[Records contained in a dataset]
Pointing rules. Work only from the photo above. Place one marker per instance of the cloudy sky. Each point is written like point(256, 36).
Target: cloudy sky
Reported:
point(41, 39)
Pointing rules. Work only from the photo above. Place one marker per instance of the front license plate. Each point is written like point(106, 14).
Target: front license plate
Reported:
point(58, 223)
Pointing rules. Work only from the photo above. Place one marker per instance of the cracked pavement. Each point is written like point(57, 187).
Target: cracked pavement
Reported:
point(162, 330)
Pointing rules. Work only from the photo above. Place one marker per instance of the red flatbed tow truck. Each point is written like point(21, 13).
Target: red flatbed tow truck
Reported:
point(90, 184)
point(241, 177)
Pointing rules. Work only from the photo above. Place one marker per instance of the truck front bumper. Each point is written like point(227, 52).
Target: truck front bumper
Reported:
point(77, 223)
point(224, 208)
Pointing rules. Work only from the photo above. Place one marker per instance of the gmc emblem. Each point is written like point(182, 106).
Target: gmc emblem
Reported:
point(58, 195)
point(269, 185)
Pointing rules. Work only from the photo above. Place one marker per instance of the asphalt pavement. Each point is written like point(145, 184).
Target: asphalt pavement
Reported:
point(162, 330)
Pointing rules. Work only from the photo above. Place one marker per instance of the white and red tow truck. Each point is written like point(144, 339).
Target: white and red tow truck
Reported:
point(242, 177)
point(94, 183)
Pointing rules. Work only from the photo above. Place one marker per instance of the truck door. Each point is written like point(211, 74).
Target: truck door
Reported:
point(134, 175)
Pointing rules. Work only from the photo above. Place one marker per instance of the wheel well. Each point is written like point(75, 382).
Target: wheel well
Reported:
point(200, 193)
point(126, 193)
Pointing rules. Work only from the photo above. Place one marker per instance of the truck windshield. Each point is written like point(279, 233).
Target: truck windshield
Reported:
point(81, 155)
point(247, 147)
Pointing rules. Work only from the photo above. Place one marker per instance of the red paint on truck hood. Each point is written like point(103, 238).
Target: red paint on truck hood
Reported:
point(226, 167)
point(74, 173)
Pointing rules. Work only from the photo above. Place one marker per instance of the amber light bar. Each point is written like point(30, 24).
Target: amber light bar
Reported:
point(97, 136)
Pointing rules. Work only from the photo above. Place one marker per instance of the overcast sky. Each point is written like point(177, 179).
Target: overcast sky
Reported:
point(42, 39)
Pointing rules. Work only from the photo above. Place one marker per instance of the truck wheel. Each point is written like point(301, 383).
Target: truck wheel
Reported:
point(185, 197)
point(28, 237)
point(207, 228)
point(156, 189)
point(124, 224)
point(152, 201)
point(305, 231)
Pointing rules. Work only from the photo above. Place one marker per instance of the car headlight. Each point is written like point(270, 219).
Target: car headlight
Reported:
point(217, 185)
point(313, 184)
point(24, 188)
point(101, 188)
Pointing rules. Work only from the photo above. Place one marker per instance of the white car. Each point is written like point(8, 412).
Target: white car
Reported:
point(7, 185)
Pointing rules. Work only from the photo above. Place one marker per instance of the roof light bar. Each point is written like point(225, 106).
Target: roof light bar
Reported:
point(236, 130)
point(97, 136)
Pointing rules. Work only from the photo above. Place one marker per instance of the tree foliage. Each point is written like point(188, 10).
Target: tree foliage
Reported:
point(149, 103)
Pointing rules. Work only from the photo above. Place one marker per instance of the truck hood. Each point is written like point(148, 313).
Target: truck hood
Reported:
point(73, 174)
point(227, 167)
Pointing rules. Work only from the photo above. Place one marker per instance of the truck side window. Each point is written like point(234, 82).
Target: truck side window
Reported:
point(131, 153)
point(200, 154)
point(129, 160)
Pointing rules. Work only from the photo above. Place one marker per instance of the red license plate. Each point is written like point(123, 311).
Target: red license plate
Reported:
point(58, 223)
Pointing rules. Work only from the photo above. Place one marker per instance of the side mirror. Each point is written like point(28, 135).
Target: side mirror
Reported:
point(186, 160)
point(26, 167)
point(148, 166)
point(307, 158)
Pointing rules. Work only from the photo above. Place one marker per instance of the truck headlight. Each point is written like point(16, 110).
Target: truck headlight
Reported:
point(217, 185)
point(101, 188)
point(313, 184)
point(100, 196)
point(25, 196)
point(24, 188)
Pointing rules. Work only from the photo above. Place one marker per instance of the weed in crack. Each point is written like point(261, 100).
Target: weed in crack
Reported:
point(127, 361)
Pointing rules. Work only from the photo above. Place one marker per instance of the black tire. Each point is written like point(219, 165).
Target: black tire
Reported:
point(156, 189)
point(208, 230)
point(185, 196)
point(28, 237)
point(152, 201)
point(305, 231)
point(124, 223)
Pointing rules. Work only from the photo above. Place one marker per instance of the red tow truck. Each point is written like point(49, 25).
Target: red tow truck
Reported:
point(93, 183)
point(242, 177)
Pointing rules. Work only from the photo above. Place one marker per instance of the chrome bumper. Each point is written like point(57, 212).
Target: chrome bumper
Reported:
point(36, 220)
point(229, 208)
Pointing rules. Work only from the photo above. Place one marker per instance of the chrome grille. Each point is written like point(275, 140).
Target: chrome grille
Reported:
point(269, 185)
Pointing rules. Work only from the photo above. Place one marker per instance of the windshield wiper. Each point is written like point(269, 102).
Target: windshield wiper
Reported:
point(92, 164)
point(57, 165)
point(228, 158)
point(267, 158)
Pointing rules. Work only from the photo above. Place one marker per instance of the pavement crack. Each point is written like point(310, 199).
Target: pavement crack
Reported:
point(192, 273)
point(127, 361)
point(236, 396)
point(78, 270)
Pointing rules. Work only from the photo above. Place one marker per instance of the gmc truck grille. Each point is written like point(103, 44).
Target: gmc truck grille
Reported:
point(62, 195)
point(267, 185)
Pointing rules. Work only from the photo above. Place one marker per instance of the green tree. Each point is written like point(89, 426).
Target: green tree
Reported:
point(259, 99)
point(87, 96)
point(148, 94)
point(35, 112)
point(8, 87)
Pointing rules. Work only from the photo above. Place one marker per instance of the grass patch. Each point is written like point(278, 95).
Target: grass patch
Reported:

== What you are asked to do ==
Nothing beyond the line containing "like point(145, 184)." is to be output; the lines above, from the first one onward to that line, are to be transcribed exactly.

== Answer to the problem ==
Pointing rules. Work only from the photo above. Place one marker per instance of the cloudy sky. Each point is written like point(256, 36).
Target: cloudy sky
Reported:
point(41, 39)
Pointing rules. Work only from the photo above. Place one marker per instance of the front license plate. Each point is written like point(106, 14).
Target: front license plate
Reported:
point(58, 223)
Pointing rules. Work only from the photo above. Place one marker per instance of the cracked pavement. Each point is written like point(57, 187).
Target: cracked pavement
Reported:
point(162, 330)
Pointing rules. Work only from the photo above. Place one marker per instance of the red flatbed tow truck. Each point is written like point(21, 13).
Target: red flatbed tow truck
Reported:
point(90, 184)
point(241, 177)
Pointing rules. Work only from the photo above. Place one marker per instance of the truck front bumper. Each point is written like point(227, 52).
Target: truck front bumper
Reported:
point(77, 223)
point(224, 208)
Pointing rules. Work only from the photo above. Place one marker per instance of the gmc emblem. Each point is written like point(182, 106).
Target: gmc emblem
Reported:
point(58, 195)
point(269, 185)
Pointing rules. Work only from the photo above. Place one marker per instance of the asphalt pavement. Each point is written like point(145, 184).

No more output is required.